## Task description:
Please count the lines of the material below that contain the string "wooden", matching case exactly, and reply with only that number.

-- start Material shown --

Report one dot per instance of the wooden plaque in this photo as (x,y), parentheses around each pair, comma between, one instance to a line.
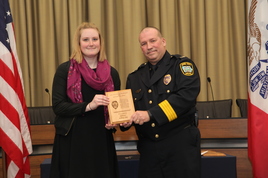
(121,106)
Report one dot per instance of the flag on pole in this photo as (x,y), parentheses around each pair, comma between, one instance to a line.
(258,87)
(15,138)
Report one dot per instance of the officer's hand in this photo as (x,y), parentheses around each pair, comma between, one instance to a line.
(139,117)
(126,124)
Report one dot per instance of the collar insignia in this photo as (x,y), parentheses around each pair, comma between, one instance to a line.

-- end Material shown --
-- start Material shown --

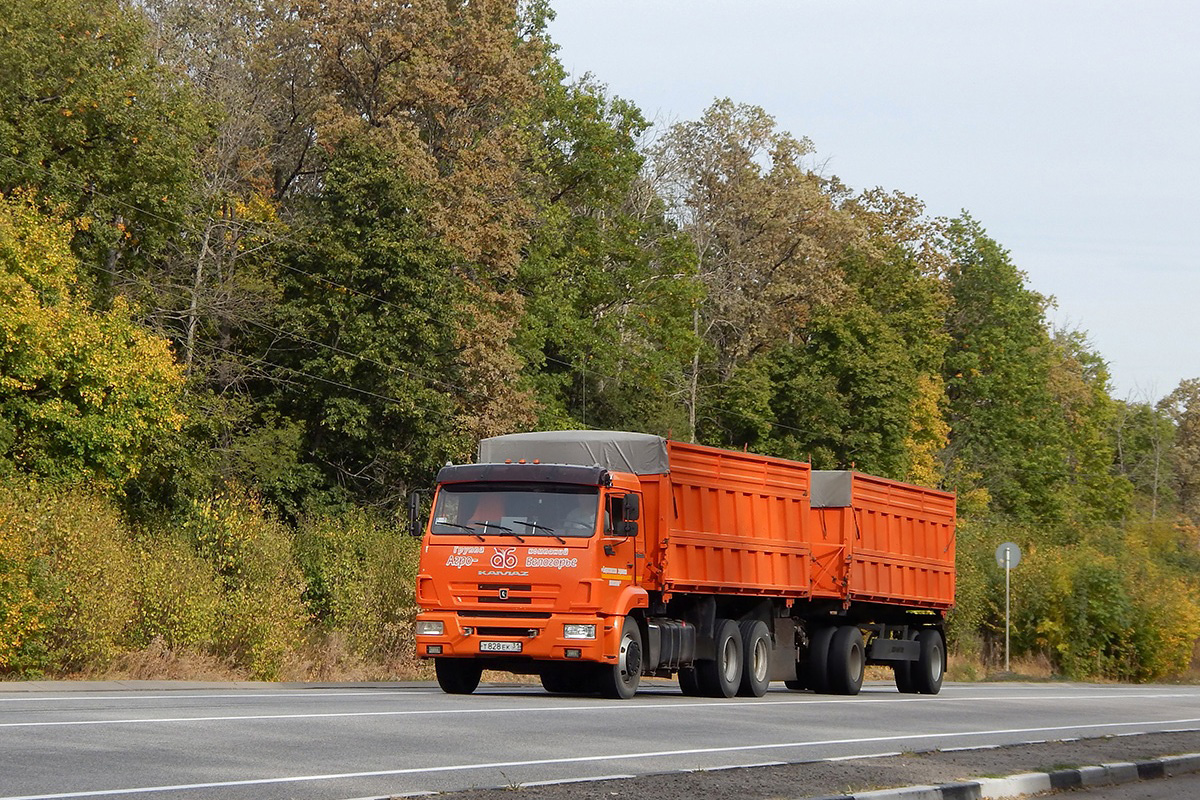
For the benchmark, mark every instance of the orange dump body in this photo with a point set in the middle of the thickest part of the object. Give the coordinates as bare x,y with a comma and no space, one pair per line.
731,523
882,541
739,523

-- end Material shown --

## Full response:
1